## [STATED GOAL]
Return the lines of the data below word for word, with no changes.

____

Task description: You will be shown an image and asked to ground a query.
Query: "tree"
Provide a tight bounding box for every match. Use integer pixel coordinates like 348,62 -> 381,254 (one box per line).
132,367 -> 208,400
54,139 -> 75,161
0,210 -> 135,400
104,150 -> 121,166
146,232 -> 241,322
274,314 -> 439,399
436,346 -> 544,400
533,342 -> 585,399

____

## [FINAL RESULT]
Task description: You will be shown an image and asked to ground a query.
Query: "tree"
Provide a tight bounding box for every match. Use integer pixel coordinates like 348,62 -> 381,254 (one box per line).
132,367 -> 208,400
54,139 -> 75,161
0,210 -> 135,400
104,150 -> 121,166
146,232 -> 241,322
274,314 -> 439,399
436,346 -> 544,400
533,342 -> 585,399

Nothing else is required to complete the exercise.